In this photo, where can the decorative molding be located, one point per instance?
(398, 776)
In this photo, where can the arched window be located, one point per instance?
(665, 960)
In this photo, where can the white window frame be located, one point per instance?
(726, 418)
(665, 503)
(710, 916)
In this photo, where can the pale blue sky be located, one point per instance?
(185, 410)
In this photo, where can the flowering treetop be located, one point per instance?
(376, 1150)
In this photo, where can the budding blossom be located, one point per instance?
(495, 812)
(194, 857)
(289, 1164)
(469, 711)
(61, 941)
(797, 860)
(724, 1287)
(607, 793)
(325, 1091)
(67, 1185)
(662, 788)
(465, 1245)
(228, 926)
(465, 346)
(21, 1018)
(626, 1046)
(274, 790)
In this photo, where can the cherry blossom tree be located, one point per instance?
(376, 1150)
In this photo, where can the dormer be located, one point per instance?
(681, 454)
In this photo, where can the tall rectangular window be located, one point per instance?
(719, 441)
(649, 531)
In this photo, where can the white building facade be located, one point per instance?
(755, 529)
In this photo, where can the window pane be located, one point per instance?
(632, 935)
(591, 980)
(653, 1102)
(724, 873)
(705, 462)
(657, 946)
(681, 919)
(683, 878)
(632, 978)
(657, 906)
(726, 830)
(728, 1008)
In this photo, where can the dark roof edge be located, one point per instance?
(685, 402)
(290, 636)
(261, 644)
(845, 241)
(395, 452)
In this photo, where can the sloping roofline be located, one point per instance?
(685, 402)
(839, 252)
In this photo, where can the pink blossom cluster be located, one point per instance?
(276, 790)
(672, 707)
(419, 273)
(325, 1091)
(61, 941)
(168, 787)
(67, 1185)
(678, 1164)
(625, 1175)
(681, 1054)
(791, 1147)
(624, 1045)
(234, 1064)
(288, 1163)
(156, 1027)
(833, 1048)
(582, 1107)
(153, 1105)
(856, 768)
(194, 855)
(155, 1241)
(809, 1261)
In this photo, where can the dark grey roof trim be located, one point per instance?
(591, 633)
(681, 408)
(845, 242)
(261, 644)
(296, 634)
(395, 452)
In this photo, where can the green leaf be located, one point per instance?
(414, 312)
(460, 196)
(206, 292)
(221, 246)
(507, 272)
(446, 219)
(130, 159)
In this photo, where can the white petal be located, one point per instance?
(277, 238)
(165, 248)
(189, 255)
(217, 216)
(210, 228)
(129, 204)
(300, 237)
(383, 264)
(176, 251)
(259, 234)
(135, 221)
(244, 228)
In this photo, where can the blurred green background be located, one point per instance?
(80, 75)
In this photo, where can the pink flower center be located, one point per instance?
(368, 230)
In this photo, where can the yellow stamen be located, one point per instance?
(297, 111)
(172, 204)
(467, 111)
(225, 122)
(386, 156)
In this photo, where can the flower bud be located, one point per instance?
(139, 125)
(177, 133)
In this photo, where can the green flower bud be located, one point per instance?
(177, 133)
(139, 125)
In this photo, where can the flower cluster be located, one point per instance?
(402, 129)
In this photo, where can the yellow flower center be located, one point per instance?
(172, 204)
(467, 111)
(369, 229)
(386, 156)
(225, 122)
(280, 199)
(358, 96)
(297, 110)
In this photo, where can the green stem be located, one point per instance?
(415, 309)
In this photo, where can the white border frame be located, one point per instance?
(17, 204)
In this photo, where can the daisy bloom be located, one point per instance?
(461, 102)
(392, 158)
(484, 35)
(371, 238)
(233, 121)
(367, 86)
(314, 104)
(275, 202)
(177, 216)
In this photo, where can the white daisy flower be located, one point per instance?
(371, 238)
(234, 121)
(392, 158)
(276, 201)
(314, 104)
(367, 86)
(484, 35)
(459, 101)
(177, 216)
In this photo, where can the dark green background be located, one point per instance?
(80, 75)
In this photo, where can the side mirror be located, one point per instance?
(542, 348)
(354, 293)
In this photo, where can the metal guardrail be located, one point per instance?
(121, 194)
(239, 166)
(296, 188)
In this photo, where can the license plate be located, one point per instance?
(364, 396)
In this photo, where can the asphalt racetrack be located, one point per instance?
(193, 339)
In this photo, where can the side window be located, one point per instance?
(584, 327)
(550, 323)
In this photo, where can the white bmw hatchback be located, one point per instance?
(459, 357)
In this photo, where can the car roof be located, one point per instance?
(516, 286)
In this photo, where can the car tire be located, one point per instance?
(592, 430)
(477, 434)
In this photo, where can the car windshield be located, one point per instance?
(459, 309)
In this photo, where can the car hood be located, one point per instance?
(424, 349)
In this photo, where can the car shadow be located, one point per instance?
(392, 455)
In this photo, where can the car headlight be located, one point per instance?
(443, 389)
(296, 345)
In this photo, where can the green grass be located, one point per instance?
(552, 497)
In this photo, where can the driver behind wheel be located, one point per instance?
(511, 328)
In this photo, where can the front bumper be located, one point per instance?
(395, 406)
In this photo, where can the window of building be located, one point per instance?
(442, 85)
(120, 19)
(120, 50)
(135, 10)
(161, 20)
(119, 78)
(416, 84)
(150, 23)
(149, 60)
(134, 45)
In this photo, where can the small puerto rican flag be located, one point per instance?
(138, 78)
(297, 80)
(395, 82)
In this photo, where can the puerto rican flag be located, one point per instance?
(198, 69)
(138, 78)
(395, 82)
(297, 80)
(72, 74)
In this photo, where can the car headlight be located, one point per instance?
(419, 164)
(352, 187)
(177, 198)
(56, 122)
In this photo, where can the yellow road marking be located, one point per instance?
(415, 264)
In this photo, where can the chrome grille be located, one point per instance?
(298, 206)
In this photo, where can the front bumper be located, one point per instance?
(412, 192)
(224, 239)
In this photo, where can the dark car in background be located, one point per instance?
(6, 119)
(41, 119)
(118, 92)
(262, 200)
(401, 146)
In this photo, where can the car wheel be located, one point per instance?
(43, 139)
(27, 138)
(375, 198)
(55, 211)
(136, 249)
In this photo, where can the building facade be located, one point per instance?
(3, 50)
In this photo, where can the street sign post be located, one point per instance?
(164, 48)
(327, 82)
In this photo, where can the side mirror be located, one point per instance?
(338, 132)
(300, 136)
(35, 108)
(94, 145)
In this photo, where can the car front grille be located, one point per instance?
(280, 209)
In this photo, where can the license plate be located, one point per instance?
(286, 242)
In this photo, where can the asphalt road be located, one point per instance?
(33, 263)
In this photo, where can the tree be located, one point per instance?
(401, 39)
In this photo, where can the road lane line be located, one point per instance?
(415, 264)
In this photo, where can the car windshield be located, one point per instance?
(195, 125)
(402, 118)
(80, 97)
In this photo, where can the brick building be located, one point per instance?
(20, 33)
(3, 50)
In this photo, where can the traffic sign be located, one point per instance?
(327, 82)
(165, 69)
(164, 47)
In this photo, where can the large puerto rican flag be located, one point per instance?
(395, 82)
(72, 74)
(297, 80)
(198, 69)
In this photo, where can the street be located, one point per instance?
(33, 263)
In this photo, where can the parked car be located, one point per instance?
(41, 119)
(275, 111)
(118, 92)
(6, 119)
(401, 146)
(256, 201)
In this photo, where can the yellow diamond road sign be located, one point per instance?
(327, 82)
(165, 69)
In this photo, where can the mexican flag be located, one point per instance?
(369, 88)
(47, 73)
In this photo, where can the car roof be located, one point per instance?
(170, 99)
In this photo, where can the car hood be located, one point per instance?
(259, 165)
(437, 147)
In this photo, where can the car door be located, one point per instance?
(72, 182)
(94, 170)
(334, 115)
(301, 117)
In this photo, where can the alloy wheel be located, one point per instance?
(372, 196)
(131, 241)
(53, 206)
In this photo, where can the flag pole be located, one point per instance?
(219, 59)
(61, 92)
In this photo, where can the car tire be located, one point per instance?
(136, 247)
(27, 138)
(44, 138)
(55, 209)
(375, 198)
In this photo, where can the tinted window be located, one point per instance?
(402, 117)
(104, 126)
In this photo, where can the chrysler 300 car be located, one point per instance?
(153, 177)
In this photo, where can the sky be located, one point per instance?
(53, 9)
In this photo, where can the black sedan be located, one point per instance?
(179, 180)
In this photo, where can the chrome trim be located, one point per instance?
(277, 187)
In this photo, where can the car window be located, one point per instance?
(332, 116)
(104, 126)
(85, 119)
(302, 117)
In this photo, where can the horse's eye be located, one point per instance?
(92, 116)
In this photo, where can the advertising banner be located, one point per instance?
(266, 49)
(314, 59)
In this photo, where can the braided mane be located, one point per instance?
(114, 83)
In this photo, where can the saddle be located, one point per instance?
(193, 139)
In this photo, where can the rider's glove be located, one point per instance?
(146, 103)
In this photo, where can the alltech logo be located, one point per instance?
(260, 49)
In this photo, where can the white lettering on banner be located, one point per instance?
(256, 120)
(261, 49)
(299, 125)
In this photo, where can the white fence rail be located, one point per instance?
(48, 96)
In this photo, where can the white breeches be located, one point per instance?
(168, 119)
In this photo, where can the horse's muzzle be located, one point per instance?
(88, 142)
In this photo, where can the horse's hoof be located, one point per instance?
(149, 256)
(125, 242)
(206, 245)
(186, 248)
------------------------------------------------------------------------
Rewrite the records from the line containing "In this photo, where can the saddle" through the end of the records, replacing "white breeches" with "riding breeches" and changing nothing else.

■ Task response
In this photo, where can the saddle be located, one point per instance?
(193, 139)
In this photo, where can the rider's glove be located, one point per instance?
(146, 103)
In this photo, where can the alltech logo be located, one point per instance?
(260, 49)
In this photo, where can the white lettering on banner be located, one point per instance?
(256, 120)
(261, 49)
(299, 125)
In this photo, where can the white fence rail be located, one point per instance?
(48, 96)
In this photo, where can the riding breeches be located, one point per instance?
(168, 119)
In this photo, where can the horse's muzzle be located, one point per instance?
(88, 142)
In this photo, where can the horse's hoof be located, one point per instance?
(149, 256)
(125, 242)
(206, 245)
(186, 248)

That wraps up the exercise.